• _The data_:
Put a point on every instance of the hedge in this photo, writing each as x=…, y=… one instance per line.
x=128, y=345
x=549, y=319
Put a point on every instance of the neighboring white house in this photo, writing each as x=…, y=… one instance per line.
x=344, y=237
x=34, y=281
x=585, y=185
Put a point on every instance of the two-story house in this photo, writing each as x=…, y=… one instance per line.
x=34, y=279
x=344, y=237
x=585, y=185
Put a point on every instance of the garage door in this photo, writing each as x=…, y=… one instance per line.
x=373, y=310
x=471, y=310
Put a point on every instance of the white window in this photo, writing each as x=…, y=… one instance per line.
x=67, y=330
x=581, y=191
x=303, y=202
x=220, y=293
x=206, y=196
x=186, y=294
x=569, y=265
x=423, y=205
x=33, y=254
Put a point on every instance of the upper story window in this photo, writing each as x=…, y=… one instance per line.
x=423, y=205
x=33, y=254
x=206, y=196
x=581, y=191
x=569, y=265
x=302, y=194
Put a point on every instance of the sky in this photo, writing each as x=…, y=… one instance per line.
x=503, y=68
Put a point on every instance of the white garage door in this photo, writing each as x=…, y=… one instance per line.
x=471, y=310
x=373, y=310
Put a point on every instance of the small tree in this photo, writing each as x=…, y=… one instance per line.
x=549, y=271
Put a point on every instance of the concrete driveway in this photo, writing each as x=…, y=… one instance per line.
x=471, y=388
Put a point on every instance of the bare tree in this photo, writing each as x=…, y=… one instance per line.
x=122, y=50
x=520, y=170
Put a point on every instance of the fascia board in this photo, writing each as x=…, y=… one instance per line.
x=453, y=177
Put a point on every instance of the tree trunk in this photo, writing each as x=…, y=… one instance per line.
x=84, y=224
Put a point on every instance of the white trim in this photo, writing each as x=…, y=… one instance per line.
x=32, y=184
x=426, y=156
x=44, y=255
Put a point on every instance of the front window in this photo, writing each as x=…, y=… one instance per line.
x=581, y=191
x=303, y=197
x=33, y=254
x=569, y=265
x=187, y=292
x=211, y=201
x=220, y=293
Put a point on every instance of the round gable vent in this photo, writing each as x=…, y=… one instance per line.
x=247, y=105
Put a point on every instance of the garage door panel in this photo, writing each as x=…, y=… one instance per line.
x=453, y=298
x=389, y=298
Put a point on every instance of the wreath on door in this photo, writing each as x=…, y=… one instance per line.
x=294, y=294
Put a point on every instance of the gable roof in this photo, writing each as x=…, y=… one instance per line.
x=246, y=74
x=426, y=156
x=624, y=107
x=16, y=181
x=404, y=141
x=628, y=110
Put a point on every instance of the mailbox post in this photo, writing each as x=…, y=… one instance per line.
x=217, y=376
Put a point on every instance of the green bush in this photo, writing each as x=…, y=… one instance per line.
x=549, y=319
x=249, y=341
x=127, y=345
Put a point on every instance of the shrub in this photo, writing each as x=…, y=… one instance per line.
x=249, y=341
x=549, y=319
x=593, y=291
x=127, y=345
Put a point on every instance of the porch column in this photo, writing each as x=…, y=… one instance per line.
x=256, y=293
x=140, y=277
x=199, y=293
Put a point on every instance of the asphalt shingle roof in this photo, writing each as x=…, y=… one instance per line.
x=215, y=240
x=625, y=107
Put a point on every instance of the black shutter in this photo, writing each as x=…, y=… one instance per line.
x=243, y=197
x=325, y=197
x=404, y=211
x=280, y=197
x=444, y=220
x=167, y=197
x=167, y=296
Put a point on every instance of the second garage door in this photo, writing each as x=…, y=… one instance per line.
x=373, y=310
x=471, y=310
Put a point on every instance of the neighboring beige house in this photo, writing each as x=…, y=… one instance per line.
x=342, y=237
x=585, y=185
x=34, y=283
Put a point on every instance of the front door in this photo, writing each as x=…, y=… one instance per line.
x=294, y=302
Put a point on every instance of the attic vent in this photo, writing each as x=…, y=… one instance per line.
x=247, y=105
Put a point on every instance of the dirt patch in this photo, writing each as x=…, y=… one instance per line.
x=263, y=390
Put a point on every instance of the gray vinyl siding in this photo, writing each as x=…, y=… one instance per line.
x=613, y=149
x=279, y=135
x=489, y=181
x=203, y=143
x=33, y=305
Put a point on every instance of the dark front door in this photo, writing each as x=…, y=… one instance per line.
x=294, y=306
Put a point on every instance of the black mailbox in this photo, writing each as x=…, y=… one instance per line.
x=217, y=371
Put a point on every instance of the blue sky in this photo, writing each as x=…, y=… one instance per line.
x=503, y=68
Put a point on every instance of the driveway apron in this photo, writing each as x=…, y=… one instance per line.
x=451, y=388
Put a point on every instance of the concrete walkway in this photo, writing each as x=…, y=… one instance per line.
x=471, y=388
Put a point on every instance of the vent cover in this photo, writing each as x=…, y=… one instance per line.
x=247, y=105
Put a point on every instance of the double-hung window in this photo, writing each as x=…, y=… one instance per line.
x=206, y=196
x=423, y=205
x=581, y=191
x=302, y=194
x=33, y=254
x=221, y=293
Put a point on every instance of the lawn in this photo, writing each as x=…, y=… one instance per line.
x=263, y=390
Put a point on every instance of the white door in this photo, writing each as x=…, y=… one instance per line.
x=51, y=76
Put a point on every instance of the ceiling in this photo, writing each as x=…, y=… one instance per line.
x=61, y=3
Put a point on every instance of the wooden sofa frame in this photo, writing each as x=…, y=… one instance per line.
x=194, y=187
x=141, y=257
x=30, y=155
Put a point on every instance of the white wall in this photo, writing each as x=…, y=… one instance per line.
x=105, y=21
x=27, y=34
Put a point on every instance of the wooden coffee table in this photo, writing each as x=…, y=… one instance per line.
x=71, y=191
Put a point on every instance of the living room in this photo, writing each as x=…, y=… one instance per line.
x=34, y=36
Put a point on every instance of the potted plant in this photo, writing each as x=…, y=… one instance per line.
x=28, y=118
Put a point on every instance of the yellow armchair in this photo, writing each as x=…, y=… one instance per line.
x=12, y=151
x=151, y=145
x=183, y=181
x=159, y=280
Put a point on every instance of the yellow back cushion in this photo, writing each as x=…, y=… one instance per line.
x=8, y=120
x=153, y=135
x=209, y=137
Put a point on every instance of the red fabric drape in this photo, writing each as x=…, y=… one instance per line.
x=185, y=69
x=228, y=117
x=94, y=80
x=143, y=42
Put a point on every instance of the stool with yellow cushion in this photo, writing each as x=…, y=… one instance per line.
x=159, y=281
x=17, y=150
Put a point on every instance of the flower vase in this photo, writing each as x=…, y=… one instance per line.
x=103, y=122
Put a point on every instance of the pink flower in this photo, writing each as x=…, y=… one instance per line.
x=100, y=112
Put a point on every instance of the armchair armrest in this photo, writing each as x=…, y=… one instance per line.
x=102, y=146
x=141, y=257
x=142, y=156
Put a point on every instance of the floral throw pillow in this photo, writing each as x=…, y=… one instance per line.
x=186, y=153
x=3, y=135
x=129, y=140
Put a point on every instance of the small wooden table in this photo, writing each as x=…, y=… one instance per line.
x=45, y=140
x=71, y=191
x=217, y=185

• _Instructions to follow_:
Leaving nothing out, print each line above exactly.

• _Solution to the exercise_:
Put a point on every instance of the hedge in this photo, writing each as x=…, y=… one instance per line.
x=128, y=345
x=549, y=319
Put a point on every instance of the neighboring white house in this photo, writing each as x=…, y=… one instance per line.
x=344, y=237
x=34, y=281
x=585, y=185
Put a point on every instance of the two-story house in this photo, writing each as x=…, y=… one instance per line.
x=34, y=279
x=344, y=237
x=585, y=185
Put a point on every instance of the garage door in this photo, writing each as x=…, y=… one instance per line.
x=373, y=310
x=471, y=310
Put a point on every instance of the white window in this photo, writing each as x=…, y=… one instance per line.
x=67, y=330
x=581, y=191
x=303, y=202
x=220, y=293
x=206, y=196
x=186, y=294
x=569, y=265
x=423, y=205
x=33, y=254
Put a point on every instance of the upper story window in this photo, writing each as x=…, y=… one instance per line.
x=423, y=205
x=33, y=254
x=206, y=196
x=581, y=191
x=569, y=265
x=302, y=194
Put a point on every instance of the sky in this photo, writing each as x=…, y=… one instance per line.
x=503, y=68
Put a point on every instance of the white garage door in this photo, writing each as x=…, y=… one instance per line.
x=471, y=310
x=373, y=310
Put a point on every instance of the small tree in this photo, writing each as x=…, y=… one instance per line.
x=549, y=271
Put a point on every instance of the concrete driveway in this photo, writing each as x=…, y=… one instance per line.
x=471, y=388
Put a point on every instance of the bare tree in this photo, writing each as x=…, y=… one instance per line.
x=122, y=50
x=520, y=170
Put a point on every instance of the fascia board in this photo, writing each as x=…, y=… one instance per line.
x=453, y=177
Put a point on every instance of the tree trunk in this photo, writing each as x=…, y=… one instance per line.
x=84, y=224
Put a point on every instance of the white trim in this photo, writing each as x=…, y=… one instance per line.
x=32, y=184
x=426, y=156
x=44, y=255
Put a point on every instance of the front window in this photo, writing each as x=…, y=… one instance per line.
x=581, y=191
x=303, y=197
x=33, y=254
x=569, y=265
x=187, y=292
x=211, y=201
x=220, y=293
Put a point on every instance of the round gable vent in this photo, writing each as x=…, y=… one instance per line.
x=247, y=105
Put a point on every instance of the garage door panel in this photo, writing each as x=…, y=… one instance per line.
x=453, y=298
x=389, y=298
Put a point on every instance of the wreath on door in this photo, writing each as x=…, y=… one instance per line.
x=294, y=294
Put a point on every instance of the gable roof in this photo, writing each as x=…, y=… one instance per line.
x=246, y=74
x=426, y=156
x=624, y=107
x=16, y=181
x=404, y=141
x=628, y=110
Put a point on every instance of the mailbox post in this photo, writing each as x=…, y=… one instance per line.
x=217, y=376
Put a point on every instance of the green bush in this photo, writing each as x=…, y=… one instance per line.
x=549, y=319
x=249, y=341
x=127, y=345
Put a point on every instance of the shrub in this photo, writing each as x=…, y=… one instance per line.
x=249, y=341
x=549, y=319
x=593, y=291
x=127, y=345
Put a point on every instance of the porch column in this photo, writing each as x=…, y=… one instance per line.
x=256, y=293
x=140, y=277
x=199, y=293
Put a point on every instance of the asphalt shingle roof in this photo, writing each as x=…, y=… one instance per line.
x=215, y=240
x=625, y=107
Put a point on every instance of the black shutter in this photo, writing each as x=…, y=… one instance per line.
x=243, y=197
x=325, y=197
x=404, y=211
x=280, y=197
x=444, y=220
x=167, y=197
x=167, y=296
Put a point on every instance of the second garage door in this photo, writing each as x=…, y=… one instance per line.
x=373, y=310
x=471, y=310
Put a point on every instance of the neighboring beige house in this photo, writing each as x=…, y=… one instance per line.
x=342, y=237
x=585, y=185
x=34, y=283
Put a point on every instance of the front door in this photo, writing each as x=…, y=… one instance per line.
x=294, y=302
Put a point on every instance of the attic vent in this photo, writing each as x=…, y=… one instance per line.
x=247, y=105
Put a point on every instance of the dirt patch in this photo, writing each as x=…, y=… one instance per line.
x=263, y=390
Put a point on every instance of the gray vinyl siding in this photo, writing each as x=…, y=… one instance per line.
x=613, y=149
x=279, y=135
x=489, y=181
x=203, y=143
x=33, y=305
Put a point on every instance of the dark front door in this photo, writing each as x=…, y=… one instance per line.
x=294, y=306
Put a point on every instance of the black mailbox in this photo, writing each as x=…, y=… one instance per line.
x=217, y=371
Put a point on every instance of the blue sky in this photo, writing each as x=…, y=… one instance per line.
x=503, y=68
Put a point on every instance of the driveway apron in this photo, writing each as x=…, y=… one instance per line.
x=451, y=388
Put a point on every instance of the concrete walkway in this photo, writing each as x=…, y=… one instance per line.
x=471, y=388
Put a point on every instance of the vent cover in this photo, writing each as x=…, y=… one instance per line.
x=247, y=105
Put a point on every instance of the double-hung window in this photo, writing each as x=…, y=… one instance per line.
x=206, y=196
x=423, y=205
x=581, y=191
x=302, y=194
x=33, y=254
x=221, y=293
Put a point on every instance of the lawn in this photo, writing each as x=…, y=… one instance per line.
x=263, y=390
Put a point on every instance of the white door in this photo, writing each as x=…, y=… one instance per line.
x=51, y=76
Put a point on every instance of the ceiling in this photo, writing each as x=…, y=… one instance per line.
x=61, y=3
Put a point on every instance of the wooden sofa frame in this photo, writing each as x=…, y=… one instance per line.
x=194, y=187
x=141, y=257
x=30, y=155
Put a point on every instance of the white wall in this photo, writing each as x=…, y=… one instance per line.
x=105, y=21
x=27, y=34
Put a point on every instance of the wooden coffee table in this photo, writing each as x=…, y=… one instance per line.
x=71, y=191
Put a point on every instance of the living room in this photo, writing each as x=…, y=… one instance per line.
x=34, y=36
Put a point on every instance of the potted plant in this photo, writing each as x=…, y=… one instance per line.
x=28, y=118
Put a point on every instance of the yellow armchair in this photo, writing each as x=…, y=… one instance per line.
x=12, y=151
x=151, y=145
x=183, y=181
x=159, y=280
Put a point on every instance of the yellow back cushion in this photo, writing each as x=…, y=… one instance per line.
x=8, y=120
x=153, y=135
x=209, y=137
Put a point on every instance of the red fabric drape in this photo, writing each as x=…, y=… one instance per line.
x=185, y=69
x=228, y=117
x=94, y=80
x=143, y=42
Put a point on every instance of the stool with yellow cushion in this photo, writing each as x=…, y=… one instance per line.
x=159, y=281
x=17, y=150
Put a point on every instance of the flower vase in this photo, writing each as x=…, y=… one instance per line.
x=103, y=122
Put a point on every instance of the pink flower in this photo, writing each as x=…, y=… one instance per line.
x=100, y=112
Put a point on every instance of the armchair armrest in this photo, writing each as x=…, y=… one instance per line.
x=102, y=146
x=141, y=257
x=142, y=156
Put a point on every instance of the floral throw pillow in this photo, writing each as x=…, y=… one instance per line.
x=186, y=153
x=3, y=135
x=129, y=140
Put a point on every instance of the small wooden table in this photo, writing each as x=…, y=… one instance per line.
x=45, y=140
x=71, y=191
x=217, y=185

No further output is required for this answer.